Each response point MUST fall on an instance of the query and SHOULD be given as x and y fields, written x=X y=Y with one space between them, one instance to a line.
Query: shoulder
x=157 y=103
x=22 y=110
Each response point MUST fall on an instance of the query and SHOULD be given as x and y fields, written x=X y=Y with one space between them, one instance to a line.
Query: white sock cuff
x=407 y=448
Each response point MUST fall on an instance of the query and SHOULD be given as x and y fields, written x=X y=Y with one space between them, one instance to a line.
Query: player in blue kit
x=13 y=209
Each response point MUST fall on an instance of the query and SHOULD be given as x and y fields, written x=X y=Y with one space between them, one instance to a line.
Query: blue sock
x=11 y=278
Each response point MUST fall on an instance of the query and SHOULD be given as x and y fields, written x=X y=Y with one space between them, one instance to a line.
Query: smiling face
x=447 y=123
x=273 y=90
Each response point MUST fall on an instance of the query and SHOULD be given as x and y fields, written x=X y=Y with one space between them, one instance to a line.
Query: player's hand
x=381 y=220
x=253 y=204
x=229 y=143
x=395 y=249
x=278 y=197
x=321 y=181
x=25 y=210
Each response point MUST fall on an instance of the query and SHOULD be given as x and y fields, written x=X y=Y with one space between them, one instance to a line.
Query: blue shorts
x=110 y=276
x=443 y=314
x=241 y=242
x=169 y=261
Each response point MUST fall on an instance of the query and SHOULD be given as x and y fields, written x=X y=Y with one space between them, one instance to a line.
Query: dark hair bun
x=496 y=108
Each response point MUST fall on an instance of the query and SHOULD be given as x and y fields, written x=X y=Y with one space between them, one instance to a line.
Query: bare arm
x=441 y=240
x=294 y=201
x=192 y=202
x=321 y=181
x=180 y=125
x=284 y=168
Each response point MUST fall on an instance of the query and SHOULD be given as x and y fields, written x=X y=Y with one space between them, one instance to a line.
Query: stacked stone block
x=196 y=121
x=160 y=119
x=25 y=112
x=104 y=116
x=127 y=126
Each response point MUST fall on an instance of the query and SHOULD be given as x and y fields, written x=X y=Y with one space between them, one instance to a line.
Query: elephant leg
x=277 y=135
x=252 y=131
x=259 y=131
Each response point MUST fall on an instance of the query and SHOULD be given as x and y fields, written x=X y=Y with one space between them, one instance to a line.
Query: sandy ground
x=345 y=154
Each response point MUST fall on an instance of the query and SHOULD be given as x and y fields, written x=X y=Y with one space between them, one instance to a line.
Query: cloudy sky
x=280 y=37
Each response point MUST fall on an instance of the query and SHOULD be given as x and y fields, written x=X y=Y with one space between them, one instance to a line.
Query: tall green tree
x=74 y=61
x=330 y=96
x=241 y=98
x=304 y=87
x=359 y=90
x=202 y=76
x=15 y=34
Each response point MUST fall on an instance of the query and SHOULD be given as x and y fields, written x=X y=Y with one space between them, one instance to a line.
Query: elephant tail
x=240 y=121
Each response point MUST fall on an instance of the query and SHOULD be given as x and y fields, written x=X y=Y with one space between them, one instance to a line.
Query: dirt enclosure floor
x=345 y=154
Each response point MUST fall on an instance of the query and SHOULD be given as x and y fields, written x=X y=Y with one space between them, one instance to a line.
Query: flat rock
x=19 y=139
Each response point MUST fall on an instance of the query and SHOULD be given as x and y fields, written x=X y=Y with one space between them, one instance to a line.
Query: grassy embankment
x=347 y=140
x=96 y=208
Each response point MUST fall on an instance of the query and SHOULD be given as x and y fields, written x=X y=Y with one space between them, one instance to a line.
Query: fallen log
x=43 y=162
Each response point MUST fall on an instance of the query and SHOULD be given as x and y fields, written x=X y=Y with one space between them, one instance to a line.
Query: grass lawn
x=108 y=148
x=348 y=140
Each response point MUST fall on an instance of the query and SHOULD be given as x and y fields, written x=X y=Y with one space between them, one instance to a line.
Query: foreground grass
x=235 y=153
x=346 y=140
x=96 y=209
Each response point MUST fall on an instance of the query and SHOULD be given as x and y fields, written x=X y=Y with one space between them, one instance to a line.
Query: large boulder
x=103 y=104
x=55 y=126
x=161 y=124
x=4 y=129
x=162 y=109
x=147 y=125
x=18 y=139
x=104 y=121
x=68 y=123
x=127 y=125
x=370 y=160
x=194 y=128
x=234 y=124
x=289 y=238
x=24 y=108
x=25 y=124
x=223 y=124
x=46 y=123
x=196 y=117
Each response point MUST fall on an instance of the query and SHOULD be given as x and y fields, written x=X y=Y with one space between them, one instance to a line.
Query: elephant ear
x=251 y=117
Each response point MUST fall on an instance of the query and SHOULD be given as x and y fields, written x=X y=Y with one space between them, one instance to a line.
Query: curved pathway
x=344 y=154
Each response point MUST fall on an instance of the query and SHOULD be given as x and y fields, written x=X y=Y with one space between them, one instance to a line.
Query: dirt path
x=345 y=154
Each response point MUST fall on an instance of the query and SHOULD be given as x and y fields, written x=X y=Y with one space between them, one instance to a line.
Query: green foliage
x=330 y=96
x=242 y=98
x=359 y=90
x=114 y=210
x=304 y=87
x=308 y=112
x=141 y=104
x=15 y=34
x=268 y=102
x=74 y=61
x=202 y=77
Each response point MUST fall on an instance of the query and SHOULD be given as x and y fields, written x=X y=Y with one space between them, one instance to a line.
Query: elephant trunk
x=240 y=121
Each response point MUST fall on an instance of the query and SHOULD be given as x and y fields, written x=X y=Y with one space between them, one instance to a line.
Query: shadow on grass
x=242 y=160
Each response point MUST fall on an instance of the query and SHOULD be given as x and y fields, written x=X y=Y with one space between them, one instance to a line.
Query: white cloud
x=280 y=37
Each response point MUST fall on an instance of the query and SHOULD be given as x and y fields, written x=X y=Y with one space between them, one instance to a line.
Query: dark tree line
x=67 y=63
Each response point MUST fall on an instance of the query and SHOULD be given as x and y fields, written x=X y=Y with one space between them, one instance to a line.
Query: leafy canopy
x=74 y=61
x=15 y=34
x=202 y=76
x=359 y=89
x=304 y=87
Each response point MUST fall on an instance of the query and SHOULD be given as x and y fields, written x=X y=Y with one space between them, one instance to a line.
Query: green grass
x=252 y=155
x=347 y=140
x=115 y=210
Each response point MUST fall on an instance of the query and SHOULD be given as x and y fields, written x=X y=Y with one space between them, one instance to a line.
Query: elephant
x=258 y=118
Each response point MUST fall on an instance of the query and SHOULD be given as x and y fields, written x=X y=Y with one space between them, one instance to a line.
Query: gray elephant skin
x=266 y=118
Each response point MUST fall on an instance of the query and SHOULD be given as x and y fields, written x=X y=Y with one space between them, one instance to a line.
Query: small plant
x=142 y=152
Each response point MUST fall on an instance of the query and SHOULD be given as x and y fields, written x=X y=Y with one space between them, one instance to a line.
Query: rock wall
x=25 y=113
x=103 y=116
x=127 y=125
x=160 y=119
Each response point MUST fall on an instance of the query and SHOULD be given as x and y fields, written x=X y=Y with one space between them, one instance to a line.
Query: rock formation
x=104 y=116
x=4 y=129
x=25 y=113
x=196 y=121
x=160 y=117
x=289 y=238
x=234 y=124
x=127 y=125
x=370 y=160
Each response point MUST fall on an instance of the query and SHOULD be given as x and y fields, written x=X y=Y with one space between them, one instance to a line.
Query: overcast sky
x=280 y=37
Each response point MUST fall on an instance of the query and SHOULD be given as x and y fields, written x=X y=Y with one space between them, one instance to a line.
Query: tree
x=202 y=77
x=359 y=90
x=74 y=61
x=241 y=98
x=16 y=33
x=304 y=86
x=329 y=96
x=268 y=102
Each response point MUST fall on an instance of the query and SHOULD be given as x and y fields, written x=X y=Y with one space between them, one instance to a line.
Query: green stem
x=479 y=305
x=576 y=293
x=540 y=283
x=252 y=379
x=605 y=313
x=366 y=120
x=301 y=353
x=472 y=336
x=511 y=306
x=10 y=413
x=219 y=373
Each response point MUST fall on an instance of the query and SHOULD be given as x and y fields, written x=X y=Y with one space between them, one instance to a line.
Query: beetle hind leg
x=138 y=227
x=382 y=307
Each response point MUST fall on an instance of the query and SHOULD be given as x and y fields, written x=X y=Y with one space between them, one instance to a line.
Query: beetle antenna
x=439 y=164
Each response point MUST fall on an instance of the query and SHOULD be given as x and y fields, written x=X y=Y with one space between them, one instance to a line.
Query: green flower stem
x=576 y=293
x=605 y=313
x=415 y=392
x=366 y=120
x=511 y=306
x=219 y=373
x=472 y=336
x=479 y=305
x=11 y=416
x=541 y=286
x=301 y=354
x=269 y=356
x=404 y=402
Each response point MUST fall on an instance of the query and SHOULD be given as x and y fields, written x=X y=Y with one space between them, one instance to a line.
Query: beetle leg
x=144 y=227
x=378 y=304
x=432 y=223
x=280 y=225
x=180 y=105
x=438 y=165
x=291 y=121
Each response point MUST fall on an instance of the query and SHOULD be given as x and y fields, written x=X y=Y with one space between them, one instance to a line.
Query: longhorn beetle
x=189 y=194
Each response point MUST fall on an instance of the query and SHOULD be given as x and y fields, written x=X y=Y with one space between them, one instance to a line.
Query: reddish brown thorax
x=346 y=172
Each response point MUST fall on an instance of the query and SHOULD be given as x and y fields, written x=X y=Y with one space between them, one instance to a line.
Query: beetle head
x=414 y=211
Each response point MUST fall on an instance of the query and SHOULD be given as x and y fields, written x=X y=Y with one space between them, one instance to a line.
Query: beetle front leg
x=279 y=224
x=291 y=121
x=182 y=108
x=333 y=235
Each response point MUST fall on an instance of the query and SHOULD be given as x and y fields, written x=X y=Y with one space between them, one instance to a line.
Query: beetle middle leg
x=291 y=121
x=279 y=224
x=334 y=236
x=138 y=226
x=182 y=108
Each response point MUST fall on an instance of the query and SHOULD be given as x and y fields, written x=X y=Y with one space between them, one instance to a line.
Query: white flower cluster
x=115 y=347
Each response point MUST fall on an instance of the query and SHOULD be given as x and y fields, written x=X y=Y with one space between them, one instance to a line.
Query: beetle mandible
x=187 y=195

■ ■ ■ ■ ■

## Stated goal
Please locate every line in the entries above that contains the word "sock" and copy each one.

## Written answer
Query: white sock cuff
Query: blue sock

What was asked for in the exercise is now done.